── EXERCISE TEXT

As part of this new tax credit, you can now get relief on the increased interest you paid on your mortgage in 2024 when compared with the amount you paid in 2022.
Note: This tax credit was only meant to apply for the year 2023, but as part of Budget 2025, it was announced that the Mortgage Interest Tax Credit for 2023 would be extended to 2024.
| Who: Homeowners paying mortgage interest (who meet certain criteria). Value: The tax credit is 20% of the interest increase you pay on your mortgage in 2024 when compared with the amount you paid in 2022. (The credit is capped at €1,250.) Requirements: In addition to being tax resident, you must: Have had an outstanding mortgage balance of between €80,000 and €500,000 on 31 December 2022 Have a loan with a qualifying lender (a qualifying lender is a lender listed as a credit information provider by the Central Bank of Ireland) Have paid interest on the loan during the relevant years Verify that the amount of interest you paid on the loan in 2023/2024 has increased from what you paid in 2022 Note: Other conditions also apply for this tax credit which can be discussed directly with a tax advisor How to Claim: This tax credit requires additional documentation that can be uploaded to Revenue’s myAccount or ROS services as part of your tax return. |
Blind Tax Credit
If you’re certified as blind, you can apply for the Blind Tax Credit.
| Who: Individuals certified as blind or who are partially sighted. Value: €1,650 (2024) or €3,300 for a married couple or civil partners, where both are blind. Note: The current value of this tax credit is the same as the previous year, though it has been increased for the year 2025 in Budget 2025 (by €300 to €1,950). Requirements: In addition to being tax resident, you may only qualify for the Blind Tax Credit if: Your central visual acuity does not exceed 6/60 in your better eye, with correcting lenses And your field of vision is limited so that the widest diameter of your visual field subtends an angle no greater than 20 degrees How to Claim: Because supporting documents must be provided (e.g., from a surgeon or ophthalmologist), you must claim this tax credit manually through myAccount or ROS. |
Guide Dog Allowance
If you’re certified as blind and own a trained guide dog, you may also be able to apply for the Guide Dog Allowance. Note: Other assistance dogs may qualify for a different relief.

────

**PARTS OF THE EXERCISE:**
A. From the tax credits text, return the section that begins at "As part of this" and ends at "extended to 2024.".
B. Shorten the paragraph of the tax credits text that begins "Note: This tax credit was only meant", keeping its main facts.
C. Write what comes next in the tax credits text, following on from its last sentence.

── INFORMATION SHOWN

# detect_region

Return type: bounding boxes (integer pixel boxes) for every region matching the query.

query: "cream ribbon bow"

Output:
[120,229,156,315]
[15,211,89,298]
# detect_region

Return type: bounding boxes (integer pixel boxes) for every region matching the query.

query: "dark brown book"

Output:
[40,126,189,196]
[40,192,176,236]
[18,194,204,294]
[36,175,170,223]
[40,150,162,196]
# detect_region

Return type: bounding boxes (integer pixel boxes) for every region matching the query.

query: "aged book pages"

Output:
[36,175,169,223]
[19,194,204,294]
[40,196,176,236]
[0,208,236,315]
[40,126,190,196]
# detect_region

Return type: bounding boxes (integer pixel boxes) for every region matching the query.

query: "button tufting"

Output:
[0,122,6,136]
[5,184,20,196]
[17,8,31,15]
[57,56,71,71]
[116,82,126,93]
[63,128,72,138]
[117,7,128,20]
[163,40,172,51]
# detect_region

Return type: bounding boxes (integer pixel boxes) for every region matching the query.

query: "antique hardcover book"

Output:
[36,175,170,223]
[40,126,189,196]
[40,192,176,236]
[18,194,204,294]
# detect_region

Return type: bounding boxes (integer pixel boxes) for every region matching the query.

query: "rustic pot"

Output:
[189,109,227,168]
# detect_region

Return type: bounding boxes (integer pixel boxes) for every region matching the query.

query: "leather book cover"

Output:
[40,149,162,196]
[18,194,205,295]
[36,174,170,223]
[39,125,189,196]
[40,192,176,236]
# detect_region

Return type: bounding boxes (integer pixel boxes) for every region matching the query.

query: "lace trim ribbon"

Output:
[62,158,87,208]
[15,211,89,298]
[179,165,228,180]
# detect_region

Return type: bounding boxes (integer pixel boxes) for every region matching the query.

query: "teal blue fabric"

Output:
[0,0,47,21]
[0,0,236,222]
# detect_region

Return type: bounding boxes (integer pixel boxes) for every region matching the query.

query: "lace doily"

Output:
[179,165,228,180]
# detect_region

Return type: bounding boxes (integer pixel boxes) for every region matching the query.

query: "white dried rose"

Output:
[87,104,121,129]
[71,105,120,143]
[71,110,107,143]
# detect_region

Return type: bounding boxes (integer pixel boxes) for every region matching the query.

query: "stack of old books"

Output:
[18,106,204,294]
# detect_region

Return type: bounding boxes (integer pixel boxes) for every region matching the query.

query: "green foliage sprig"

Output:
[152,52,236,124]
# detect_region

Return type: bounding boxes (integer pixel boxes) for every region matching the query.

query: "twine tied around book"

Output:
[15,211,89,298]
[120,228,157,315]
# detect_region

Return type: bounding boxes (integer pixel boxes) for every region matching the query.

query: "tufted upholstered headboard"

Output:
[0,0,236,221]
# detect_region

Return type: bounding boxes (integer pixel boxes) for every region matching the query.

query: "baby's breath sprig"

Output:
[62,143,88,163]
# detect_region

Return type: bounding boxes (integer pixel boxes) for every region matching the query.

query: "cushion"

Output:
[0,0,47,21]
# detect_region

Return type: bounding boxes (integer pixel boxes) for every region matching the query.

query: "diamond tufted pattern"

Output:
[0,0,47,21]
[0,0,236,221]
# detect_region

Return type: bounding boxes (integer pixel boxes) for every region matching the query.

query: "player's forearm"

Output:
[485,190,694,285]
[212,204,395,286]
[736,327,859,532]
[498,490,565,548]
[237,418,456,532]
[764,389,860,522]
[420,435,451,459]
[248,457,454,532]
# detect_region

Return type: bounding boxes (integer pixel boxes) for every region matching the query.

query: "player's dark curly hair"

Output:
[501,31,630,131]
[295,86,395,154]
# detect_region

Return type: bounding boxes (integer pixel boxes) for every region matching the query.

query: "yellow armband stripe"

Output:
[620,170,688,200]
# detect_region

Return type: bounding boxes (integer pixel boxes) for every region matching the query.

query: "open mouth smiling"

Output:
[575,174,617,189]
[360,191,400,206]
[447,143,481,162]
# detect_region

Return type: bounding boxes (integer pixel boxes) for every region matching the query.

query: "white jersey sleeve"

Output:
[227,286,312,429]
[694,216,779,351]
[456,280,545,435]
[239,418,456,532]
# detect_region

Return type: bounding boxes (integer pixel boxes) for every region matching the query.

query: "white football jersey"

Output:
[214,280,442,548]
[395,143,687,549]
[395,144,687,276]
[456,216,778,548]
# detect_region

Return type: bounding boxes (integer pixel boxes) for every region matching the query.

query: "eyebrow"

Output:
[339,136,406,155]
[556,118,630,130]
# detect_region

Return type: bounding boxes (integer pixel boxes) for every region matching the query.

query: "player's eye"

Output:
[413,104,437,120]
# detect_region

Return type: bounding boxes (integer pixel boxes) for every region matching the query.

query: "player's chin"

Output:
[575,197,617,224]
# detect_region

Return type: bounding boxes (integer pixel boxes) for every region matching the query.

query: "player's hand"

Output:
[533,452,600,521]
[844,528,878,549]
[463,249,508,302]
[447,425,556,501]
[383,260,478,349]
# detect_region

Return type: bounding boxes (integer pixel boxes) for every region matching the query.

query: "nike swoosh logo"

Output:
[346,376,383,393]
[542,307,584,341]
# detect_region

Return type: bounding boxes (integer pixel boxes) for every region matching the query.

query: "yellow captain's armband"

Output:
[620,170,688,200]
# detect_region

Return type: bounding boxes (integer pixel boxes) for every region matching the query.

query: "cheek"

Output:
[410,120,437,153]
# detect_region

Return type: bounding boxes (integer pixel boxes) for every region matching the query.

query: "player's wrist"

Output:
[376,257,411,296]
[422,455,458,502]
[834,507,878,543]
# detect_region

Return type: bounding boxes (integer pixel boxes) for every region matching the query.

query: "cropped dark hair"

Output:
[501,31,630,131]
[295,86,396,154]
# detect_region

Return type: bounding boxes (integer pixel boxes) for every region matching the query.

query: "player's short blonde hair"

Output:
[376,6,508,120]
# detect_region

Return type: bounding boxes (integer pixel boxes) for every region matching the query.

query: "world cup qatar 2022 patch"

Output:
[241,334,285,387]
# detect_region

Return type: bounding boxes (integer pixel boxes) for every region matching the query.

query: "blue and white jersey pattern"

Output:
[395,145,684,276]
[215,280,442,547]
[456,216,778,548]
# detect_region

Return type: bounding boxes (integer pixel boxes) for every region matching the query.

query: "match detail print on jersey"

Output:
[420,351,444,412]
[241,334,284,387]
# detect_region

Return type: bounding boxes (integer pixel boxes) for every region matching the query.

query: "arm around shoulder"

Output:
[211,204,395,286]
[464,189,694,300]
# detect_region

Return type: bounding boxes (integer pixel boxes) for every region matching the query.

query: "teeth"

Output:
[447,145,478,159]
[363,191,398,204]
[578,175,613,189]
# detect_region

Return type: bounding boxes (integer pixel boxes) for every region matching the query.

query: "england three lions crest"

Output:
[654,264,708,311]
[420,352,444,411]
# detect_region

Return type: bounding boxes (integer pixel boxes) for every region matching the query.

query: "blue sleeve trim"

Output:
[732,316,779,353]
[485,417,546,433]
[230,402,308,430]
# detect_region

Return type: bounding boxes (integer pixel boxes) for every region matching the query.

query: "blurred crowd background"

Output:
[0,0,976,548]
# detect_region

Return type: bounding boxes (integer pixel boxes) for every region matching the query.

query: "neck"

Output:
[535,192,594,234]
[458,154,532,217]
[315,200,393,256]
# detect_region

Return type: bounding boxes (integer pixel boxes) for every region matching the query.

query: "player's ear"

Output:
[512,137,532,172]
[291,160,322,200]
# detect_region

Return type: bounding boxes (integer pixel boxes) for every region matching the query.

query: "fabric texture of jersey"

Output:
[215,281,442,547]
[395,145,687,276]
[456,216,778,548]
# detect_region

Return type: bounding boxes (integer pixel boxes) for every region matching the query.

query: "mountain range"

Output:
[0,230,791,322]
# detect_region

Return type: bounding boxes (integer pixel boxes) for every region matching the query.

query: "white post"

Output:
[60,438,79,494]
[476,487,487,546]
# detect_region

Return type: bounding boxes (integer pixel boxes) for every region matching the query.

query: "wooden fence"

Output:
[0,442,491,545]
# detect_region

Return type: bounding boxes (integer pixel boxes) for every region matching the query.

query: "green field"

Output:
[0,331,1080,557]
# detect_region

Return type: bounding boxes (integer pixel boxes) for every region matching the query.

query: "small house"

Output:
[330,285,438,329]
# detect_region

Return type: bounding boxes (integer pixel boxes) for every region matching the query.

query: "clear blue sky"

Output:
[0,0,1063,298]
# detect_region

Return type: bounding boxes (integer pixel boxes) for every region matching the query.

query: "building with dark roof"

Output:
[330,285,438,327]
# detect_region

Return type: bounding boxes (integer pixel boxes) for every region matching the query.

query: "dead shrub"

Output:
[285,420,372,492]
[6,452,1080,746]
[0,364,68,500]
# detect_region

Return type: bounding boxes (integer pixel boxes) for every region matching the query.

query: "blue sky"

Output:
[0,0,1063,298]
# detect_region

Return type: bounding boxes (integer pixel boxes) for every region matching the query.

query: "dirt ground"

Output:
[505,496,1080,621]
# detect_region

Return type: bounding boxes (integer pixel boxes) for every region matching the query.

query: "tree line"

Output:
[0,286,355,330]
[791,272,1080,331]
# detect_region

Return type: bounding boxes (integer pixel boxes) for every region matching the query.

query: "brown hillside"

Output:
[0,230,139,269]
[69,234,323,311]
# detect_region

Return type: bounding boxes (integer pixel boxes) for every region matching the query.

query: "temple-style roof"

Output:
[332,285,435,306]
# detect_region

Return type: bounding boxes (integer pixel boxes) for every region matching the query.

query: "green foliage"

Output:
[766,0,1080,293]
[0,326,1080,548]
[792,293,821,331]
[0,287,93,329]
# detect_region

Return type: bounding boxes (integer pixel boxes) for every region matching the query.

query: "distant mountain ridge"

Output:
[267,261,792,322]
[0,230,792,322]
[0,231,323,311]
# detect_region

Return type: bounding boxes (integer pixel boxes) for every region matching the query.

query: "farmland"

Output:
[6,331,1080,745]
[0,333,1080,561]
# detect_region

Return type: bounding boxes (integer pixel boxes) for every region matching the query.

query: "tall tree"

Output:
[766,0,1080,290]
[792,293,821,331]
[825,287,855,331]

────

**ANSWERS TO THE EXERCISES:**
A.
As part of this new tax credit, you can now get relief on the increased interest you paid on your mortgage in 2024 when compared with the amount you paid in 2022.
Note: This tax credit was only meant to apply for the year 2023, but as part of Budget 2025, it was announced that the Mortgage Interest Tax Credit for 2023 would be extended to 2024.

B. The Mortgage Interest Tax Credit was first meant for 2023 only, but Budget 2025 extended it to 2024.

C.
| Who: Individuals who are blind or visually impaired, with a certified guide dog. Value: €825 at the standard 20% rate of Income Tax (equal to a tax credit of €165) (2024) Requirements: Must be tax resident and able to verify your visual impairment with supporting documentation. How to Claim: Through myAccount (where supporting documents should be uploaded). |
Medical Expenses
If you’ve incurred medical costs during the tax year, you might be eligible for relief on qualifying medical expenses through a tax credit.
Anyone can claim this, and it can help reduce your taxable income. Just be sure to keep medical receipts handy as you’ll need them when claiming through myAccount or ROS!
| Who: Anyone incurring medical costs such as those listed here. Value: Varies depending on qualifying expense and individual circumstances. Requirements: Must be tax resident (domicile not required) and meet qualifications required for each expense. How to Claim: Through myAccount or ROS. |
Remote Working Credit
If you’re working from home and your employer does not make a payment of €3.20 per day, or pays you less than your allowable costs, you can claim Remote Working Relief.
The relief is given at your highest rate of tax and provides some relief for your utility costs.
| Who: Taxpayers working from home. Value: Varies depending on the expenses claimed, but generally, you can attribute 30% of the cost of electricity, heating, and broadband to remote working. Requirements: Must be tax resident and can only claim for the days you worked from home as a remote worker. Note: You cannot include: Weekends or public holidays when you did not have to work Days you took as annual leave Days that you brought work home outside of normal working hours How to Claim: Through myAccount or ROS. |
Tuition Fees
If you’re paying tuition fees for third-level education, you might be entitled to relief on certain costs.
But, it’s important to note that no relief or additional tax credits are available for fees including administration fees, student levy, sports centre charge, or the USI Levy.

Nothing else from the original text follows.